* _TASK ITEM_
Would you quote, word for word, the part of the text below on Cornell's nematode research facility that begins at "On August 1, thanks" and ends after "Research Service (ARS)."?

* _PASSAGE_
For the last seven decades, Cornell University’s College of Agriculture and Life Sciences (CALS) has been leading the fight against nematodes—invasive, microscopic worms that can destroy seasons’ worth of crops. However, researchers had been working in a facility that lacked the infrastructure to keep pace with their innovative work.
On August 1, thanks to a $1.2 million grant from New York State and another $400,000 in federal funding, CALS cut the ribbon on the new Golden Nematode Quarantine Facility, located on the Cornell campus in Ithaca, NY.
The facility is the only research program in North America with expertise in biology, resistance breeding and management of potato-cyst nematodes. At the lab, Cornell scientists work in tandem with the U.S. Department of Agriculture (USDA) Agriculture Research Service (ARS).
“Cornell has always had the brain trust for dealing with the nematodes,” said Gary Mahany, former director of the Empire State Potato Growers Inc. and owner of Mahany Farms in Steuben County.

* _LISTED RECORDS_
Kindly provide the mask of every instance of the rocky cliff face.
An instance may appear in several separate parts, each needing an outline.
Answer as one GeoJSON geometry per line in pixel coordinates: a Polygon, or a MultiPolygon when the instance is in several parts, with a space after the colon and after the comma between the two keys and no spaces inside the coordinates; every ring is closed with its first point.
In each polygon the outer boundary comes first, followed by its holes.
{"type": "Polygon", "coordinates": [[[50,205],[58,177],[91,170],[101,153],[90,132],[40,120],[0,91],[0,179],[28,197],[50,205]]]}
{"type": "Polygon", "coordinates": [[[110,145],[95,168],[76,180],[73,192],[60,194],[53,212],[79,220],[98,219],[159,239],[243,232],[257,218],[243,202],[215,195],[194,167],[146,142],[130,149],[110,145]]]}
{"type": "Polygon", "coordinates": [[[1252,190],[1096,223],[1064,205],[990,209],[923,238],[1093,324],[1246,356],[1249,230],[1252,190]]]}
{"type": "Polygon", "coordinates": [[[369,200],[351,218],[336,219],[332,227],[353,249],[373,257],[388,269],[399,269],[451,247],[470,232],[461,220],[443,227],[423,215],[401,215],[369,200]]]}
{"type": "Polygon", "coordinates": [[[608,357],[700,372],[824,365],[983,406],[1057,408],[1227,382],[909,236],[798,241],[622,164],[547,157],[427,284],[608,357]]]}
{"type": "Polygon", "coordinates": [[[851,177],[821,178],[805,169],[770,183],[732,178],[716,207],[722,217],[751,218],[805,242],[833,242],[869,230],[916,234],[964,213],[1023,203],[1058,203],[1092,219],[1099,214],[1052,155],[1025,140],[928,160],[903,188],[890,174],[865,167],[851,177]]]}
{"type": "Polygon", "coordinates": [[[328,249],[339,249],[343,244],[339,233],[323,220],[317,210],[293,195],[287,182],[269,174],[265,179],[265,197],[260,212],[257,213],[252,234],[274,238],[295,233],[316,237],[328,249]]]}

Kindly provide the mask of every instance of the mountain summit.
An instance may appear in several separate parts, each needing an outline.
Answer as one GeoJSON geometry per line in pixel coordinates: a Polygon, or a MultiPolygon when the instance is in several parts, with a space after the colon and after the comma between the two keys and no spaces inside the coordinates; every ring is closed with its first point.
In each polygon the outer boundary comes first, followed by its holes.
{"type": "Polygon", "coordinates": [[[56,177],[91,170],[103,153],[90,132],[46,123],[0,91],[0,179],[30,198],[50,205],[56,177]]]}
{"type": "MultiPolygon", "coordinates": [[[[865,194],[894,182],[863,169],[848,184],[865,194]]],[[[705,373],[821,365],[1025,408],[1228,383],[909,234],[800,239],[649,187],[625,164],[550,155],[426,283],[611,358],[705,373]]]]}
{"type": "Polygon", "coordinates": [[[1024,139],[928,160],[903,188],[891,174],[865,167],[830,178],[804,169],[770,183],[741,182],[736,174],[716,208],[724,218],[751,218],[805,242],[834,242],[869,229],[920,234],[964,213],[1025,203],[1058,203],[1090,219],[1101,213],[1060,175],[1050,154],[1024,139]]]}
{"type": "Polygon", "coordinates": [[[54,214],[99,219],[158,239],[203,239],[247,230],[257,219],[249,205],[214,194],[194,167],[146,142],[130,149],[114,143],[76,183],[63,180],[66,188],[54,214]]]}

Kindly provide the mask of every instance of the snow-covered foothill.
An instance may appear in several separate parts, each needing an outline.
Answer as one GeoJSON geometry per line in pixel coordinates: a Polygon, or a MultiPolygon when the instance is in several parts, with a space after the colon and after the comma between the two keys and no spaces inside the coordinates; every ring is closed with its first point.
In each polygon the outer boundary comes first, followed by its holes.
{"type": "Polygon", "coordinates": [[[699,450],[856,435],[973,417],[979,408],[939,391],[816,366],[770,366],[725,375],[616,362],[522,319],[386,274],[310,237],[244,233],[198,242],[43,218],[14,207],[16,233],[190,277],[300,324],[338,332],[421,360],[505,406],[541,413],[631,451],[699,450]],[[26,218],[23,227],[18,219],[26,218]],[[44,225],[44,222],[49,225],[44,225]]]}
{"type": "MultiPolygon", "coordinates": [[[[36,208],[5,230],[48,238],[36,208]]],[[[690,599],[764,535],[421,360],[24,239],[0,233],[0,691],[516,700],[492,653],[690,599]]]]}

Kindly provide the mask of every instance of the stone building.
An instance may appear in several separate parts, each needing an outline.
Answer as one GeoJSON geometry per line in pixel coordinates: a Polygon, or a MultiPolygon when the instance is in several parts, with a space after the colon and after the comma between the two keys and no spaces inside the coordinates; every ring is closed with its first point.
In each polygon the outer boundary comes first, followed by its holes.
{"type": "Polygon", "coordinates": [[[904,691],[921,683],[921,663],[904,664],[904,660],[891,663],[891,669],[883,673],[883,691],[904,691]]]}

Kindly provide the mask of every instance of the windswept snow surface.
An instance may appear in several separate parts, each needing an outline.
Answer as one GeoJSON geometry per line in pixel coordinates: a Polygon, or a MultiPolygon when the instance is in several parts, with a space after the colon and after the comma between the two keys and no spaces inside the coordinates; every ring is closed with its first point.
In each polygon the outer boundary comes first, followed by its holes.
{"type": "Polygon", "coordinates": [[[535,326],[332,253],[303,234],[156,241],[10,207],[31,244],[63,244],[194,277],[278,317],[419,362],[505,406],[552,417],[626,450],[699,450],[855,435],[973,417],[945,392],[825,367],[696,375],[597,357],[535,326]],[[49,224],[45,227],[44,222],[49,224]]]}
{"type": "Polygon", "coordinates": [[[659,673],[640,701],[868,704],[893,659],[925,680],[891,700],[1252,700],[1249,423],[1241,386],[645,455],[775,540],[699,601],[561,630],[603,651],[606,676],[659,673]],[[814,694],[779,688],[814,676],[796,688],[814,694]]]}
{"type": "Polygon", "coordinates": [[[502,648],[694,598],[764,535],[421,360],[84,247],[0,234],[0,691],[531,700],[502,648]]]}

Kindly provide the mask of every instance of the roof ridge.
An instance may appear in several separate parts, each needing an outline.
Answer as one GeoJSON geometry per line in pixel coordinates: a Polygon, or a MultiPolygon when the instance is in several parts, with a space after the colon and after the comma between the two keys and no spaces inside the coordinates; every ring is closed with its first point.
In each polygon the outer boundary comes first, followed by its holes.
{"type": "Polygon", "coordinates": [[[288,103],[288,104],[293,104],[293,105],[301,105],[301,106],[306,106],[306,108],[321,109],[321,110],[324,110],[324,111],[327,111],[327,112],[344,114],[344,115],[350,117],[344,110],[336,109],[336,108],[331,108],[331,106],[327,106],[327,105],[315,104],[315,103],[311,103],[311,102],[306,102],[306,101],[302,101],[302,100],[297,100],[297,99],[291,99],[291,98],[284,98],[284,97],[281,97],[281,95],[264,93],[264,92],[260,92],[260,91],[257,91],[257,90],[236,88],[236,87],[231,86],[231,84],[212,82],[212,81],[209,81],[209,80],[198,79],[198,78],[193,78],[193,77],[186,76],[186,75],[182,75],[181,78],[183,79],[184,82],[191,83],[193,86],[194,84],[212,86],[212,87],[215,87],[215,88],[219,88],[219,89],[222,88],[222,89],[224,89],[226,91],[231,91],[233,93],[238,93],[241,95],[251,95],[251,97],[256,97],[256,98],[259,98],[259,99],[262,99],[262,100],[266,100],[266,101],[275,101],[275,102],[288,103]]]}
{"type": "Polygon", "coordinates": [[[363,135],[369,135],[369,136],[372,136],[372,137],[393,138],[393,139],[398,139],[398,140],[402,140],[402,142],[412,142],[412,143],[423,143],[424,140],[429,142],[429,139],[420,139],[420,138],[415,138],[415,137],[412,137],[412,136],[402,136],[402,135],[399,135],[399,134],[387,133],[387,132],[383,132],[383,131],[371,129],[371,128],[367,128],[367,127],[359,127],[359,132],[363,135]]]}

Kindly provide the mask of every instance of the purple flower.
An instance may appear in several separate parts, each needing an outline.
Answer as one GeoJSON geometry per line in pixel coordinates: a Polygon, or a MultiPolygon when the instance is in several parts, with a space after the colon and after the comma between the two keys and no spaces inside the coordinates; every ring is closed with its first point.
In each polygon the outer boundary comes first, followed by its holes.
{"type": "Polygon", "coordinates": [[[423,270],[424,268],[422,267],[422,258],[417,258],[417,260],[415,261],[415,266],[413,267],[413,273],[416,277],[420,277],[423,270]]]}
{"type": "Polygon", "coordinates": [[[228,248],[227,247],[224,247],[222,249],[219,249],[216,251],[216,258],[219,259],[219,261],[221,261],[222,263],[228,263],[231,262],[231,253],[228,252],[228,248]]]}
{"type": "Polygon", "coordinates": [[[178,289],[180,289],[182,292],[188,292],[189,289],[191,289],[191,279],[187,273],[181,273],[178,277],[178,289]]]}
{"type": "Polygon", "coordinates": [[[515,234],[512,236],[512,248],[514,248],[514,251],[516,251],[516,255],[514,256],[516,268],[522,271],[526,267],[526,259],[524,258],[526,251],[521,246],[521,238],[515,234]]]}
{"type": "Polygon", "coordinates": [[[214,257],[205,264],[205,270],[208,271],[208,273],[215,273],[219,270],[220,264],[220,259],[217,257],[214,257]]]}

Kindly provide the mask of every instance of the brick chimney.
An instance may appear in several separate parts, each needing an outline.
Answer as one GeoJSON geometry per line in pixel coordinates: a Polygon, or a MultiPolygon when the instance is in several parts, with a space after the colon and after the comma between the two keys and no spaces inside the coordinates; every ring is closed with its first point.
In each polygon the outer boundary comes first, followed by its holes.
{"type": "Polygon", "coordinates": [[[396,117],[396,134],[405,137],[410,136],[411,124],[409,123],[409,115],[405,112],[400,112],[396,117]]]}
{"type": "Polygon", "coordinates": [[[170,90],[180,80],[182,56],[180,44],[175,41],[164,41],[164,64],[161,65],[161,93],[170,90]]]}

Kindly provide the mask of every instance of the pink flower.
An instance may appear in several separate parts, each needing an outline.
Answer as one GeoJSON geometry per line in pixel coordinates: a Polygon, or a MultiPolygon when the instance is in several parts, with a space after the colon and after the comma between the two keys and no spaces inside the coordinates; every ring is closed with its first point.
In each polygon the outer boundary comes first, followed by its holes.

* _OUTPUT OF THE EXERCISE_
On August 1, thanks to a $1.2 million grant from New York State and another $400,000 in federal funding, CALS cut the ribbon on the new Golden Nematode Quarantine Facility, located on the Cornell campus in Ithaca, NY.
The facility is the only research program in North America with expertise in biology, resistance breeding and management of potato-cyst nematodes. At the lab, Cornell scientists work in tandem with the U.S. Department of Agriculture (USDA) Agriculture Research Service (ARS).